The problem
Retype all the records with nothing changed.

Material
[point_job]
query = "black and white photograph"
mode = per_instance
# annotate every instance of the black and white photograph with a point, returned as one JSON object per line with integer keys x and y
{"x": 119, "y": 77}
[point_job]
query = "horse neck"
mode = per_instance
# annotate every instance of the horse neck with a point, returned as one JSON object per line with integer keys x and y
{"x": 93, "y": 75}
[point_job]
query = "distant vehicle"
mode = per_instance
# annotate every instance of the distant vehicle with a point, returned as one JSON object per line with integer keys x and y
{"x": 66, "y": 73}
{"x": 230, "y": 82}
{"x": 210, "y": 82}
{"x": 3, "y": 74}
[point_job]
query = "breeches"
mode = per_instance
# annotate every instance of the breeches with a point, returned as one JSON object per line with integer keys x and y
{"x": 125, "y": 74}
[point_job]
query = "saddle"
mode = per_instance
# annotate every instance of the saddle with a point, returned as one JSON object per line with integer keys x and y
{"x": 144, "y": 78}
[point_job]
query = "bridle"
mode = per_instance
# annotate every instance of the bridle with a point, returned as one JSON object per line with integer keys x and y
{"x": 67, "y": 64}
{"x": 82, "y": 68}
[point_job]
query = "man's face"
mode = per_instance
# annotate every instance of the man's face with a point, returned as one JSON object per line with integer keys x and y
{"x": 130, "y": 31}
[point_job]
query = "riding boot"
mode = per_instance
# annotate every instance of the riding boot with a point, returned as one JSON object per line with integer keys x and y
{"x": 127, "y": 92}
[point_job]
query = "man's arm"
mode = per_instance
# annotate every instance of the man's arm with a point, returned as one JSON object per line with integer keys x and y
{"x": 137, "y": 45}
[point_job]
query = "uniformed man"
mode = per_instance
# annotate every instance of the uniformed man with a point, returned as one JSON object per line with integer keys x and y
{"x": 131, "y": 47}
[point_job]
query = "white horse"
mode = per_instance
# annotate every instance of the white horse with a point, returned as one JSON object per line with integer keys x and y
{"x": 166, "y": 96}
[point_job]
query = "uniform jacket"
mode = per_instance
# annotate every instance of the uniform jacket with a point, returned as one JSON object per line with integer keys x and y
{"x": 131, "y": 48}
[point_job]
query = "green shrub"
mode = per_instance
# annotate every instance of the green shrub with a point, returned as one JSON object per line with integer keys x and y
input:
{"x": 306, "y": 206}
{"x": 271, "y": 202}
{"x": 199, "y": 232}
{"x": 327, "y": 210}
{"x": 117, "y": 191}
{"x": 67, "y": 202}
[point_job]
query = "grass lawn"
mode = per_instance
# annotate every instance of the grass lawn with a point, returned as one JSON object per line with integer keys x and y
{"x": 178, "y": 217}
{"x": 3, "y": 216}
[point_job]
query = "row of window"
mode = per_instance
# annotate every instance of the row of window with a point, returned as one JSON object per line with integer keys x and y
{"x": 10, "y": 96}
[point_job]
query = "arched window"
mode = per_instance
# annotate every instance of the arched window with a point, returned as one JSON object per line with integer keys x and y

Full answer
[point_job]
query = "black and white photograph"
mode = per_instance
# annotate every instance of the black and white photograph with a point, returned as one JSON object per line with integer keys x and y
{"x": 119, "y": 77}
[point_job]
query = "horse neck"
mode = per_instance
# annotate every instance of the horse neck with a point, returned as one JSON object per line with integer keys x and y
{"x": 93, "y": 75}
[point_job]
query = "distant vehicle"
mode = per_instance
# annotate every instance of the distant vehicle with a point, returned as one JSON object per line with integer keys x and y
{"x": 66, "y": 73}
{"x": 230, "y": 82}
{"x": 210, "y": 82}
{"x": 3, "y": 74}
[point_job]
query = "breeches"
mode = per_instance
# annotate every instance of the breeches with a point, returned as one JSON object per line with integer keys x and y
{"x": 125, "y": 74}
[point_job]
query = "saddle"
mode = per_instance
# annotate every instance of the saddle with a point, returned as one JSON object per line with integer keys x and y
{"x": 144, "y": 78}
[point_job]
query = "bridle"
mode = per_instance
# annotate every instance of the bridle with a point, returned as one JSON object per line with integer keys x and y
{"x": 67, "y": 64}
{"x": 82, "y": 68}
[point_job]
query = "man's face"
mode = per_instance
# annotate every instance of the man's face with a point, returned as one JSON object per line with integer keys x and y
{"x": 130, "y": 31}
[point_job]
query = "riding boot"
mode = per_instance
# annotate every instance of the riding boot with a point, returned as one JSON object per line with integer keys x and y
{"x": 127, "y": 92}
[point_job]
query = "man's arm"
mode = per_instance
# annotate every instance of the man's arm with a point, returned as one JSON object per line with integer keys x and y
{"x": 137, "y": 45}
[point_job]
query = "uniformed man"
mode = per_instance
# annotate every instance of the uniformed man with a point, returned as one JSON object per line with integer keys x and y
{"x": 131, "y": 47}
[point_job]
query = "white horse"
mode = per_instance
# annotate every instance of the white horse with a point, returned as one JSON object per line with integer keys x and y
{"x": 166, "y": 96}
[point_job]
query = "uniform jacket"
mode = per_instance
# annotate every instance of the uniform jacket with a point, returned as one JSON object per line with integer keys x and y
{"x": 131, "y": 48}
[point_job]
query = "green shrub"
mode = per_instance
# annotate every instance of the green shrub with a point, returned as one JSON object per line with integer keys x and y
input:
{"x": 306, "y": 206}
{"x": 271, "y": 202}
{"x": 199, "y": 232}
{"x": 327, "y": 210}
{"x": 117, "y": 191}
{"x": 67, "y": 202}
[point_job]
query = "grass lawn"
mode = per_instance
# annotate every instance of the grass lawn with a point, returned as one JSON object per line with integer keys x and y
{"x": 178, "y": 217}
{"x": 3, "y": 216}
[point_job]
query = "row of window"
mode = per_instance
# annotate every instance of the row of window with a point, returned as one JSON object per line with integer keys x and y
{"x": 10, "y": 96}
[point_job]
query = "arched window"
mode = per_instance
# annotate every instance of the arched window with a point, returned as one JSON object per line with integer keys x and y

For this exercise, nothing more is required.